A little late for spooky season, but hey everyday is Halloween at my house, so I fired up Netflix to watch the newest version of Frankenstein (2025) when it dropped.
The movie’s title is simply “Frankenstein,” but make no doubt about it this is Guillermo del Toro’s story, not so much Mary Shelley‘s. Whether you think that’s a good or bad thing depends on if you came to “Frankenstein” from movies and pop culture or the novel itself. I feel like del Toro came via the movies, whilst I came via Shelley, so while I appreciate and admire his aesthetic, I found the movie itself not really my thing. Also, at 2.5 hours long, I’m glad I could watch it at home because this would have been just too much in a theater.
The director / writer knew his version would stand apart from the original work, as del Toro told Little White Lies:
“When you adapt a novel, the people that love the novel have to feel the spirit of it is there, but at the same time you want to wow them with a new tale. In the first 10 minutes people have to say, ’This is not the ‘Frankenstein’ I know. I’m going to stay and see what happens.'”
I didn’t find the changes to the story improved anything or told a new and equally interesting story. This feels like extremely well-funded fan-fiction, the elaborate, gorgeous sets and costumes fleshing out the way one person thinks he can tell a story better than its author. Considering the positive initial reactions, some folks want that, and my opinion is in the minority (but this is my blog, so you get my opinion LOL).
Unquestionably, the movie looks good, including the costumes by designer Kate Hawley, who previously worked with Guillermo del Toro on Crimson Peak (2015). Like that movie, the color palette here is rich, tightly controlled, and linked to the characters. She told W Magazine:
“Guillermo decided the film was going to be more of a romantic tragedy than a horror, so we looked at a lot of Caravaggio paintings, because he had that tonal quality. We talked a lot about color and light.”
Peruse some of Caravaggio’s work and you’ll see he used a ton of black, white, and red. Add some vivid blue and a sort of sickly yellow, and that’s it for this movie. Victor running around in his shirt is right out of this painting, and there’s even an earlier scene setting up a photo still life that references this kind of ‘Old Masters’ work.

While some of the inspiration is older, the main part of the movie starts in 1855, which Hawley explains in a Harper’s Bazaar interview:
“[Guillermo] decided to set it in the 1850s, which was a big shift from what we’re all familiar with, with the story being set in the 18th century or the Age of Enlightenment. That was really about trying to give it a more modern sensibility. The Crimean War as the backdrop in the 1850s, there’s vast changes in the Industrial Revolution. There’s huge advancement in surgical instruments. … He wanted a modern feeling in a classical context. That came down to clothing. That was one of the first things we talked about. ‘I don’t want to see a fucking black hats and Dickensian tropes.’ When I think of Victorian, it’s very hard not to think of Oliver Twist or Little Dorrit. But this is Frankenstein. It has that Germanic kind of backdrop. There’s the early romantic sensibility, There’s the big scale of imagery of religion, God’s place in it mixed with mythology. And then there’s this feeling of nature and all those elements of melancholy, that sense of memories that creates a dreamlike world.”

◆ **LISTING**
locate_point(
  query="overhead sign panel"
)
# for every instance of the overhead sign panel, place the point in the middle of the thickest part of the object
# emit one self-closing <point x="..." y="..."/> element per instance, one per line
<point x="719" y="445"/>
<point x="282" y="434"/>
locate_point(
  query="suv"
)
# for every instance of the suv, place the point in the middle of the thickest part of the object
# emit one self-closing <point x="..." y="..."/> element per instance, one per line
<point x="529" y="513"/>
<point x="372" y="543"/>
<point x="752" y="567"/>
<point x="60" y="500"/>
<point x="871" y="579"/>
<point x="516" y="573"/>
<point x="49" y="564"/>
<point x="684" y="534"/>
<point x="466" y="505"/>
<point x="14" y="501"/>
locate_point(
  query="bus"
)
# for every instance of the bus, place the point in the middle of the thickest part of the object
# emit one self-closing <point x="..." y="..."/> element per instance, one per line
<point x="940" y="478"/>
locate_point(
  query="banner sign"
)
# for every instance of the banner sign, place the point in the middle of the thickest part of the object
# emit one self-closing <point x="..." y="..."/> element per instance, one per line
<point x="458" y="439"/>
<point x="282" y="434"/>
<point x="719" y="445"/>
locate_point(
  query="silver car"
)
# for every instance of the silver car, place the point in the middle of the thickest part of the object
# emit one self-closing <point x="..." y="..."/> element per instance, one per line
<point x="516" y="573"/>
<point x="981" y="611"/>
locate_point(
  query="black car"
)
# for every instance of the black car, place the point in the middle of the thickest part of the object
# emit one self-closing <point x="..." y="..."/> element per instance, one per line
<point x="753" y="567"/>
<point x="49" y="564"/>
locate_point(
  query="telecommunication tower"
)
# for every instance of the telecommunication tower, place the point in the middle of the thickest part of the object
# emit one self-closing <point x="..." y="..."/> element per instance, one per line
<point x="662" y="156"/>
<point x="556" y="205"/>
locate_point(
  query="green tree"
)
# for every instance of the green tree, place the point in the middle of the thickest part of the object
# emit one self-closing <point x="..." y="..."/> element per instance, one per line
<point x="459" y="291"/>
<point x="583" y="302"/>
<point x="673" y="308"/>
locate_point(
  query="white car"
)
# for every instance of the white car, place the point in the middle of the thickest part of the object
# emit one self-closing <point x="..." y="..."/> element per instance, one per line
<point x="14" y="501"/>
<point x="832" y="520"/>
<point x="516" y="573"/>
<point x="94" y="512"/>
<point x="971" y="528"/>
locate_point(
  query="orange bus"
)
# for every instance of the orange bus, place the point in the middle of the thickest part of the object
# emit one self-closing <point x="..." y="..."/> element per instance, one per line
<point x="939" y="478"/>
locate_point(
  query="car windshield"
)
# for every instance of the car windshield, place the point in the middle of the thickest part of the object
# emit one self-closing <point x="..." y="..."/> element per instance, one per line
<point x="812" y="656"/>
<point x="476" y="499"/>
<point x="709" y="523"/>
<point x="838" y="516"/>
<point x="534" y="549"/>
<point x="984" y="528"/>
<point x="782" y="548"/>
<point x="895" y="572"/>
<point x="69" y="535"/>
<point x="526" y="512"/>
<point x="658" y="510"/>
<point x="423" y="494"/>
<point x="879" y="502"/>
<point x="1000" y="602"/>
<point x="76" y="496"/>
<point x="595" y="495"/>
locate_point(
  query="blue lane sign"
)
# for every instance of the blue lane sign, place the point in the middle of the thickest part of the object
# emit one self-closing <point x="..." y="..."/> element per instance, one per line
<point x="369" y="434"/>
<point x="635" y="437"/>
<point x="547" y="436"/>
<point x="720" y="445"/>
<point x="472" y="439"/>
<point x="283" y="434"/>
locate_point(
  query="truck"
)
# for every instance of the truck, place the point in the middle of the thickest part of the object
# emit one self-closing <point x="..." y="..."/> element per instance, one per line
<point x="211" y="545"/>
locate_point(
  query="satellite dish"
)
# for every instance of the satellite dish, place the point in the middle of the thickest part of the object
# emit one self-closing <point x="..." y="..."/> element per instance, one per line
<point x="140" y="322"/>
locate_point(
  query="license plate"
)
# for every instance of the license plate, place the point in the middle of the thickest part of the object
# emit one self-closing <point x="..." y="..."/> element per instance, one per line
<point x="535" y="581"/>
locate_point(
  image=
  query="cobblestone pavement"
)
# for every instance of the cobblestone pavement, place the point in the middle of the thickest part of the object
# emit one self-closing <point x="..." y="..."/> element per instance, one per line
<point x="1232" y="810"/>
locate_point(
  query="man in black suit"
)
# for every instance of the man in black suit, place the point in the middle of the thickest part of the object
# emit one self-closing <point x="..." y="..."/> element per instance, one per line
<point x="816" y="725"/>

◆ **THE TASKS**
[A] In the Frankenstein review, which painter's work did the costume designer and del Toro study for the film's tonal quality?
[B] Extend the Frankenstein review, picking up right after its final sentence.

◆ **FINAL ANSWERS**
[A] Caravaggio

[B]
The director himself trotted out that old gem too, let’s make it more “modern,” telling Little White Lies:
“I didn’t want you to feel like you were watching a Merchant Ivory version of ‘Frankenstein,’ and I love Merchant Ivory … But this modernity is the modern Prometheus.”
I think del Toro got too hung up that “modernity” and trying to figure out exactly how the Creature is made, to the point of giving Victor a traumatic backstory that explains why he’s such an egotistical freak obsessed with bringing the dead back to life. His daddy didn’t love him — when your father’s played by Charles Dance, that’s the way it goes! — his mommy died in bloody childbirth, it’s all fodder for Victor becoming a madman. Oscar Isaac leans into this attitude with zeal, making Victor’s final redemption feel less than well earned.
That backstory is vivid and dramatic, but it makes me confused by the movie’s interior timeline. What year are these childhood scenes supposed to take place in?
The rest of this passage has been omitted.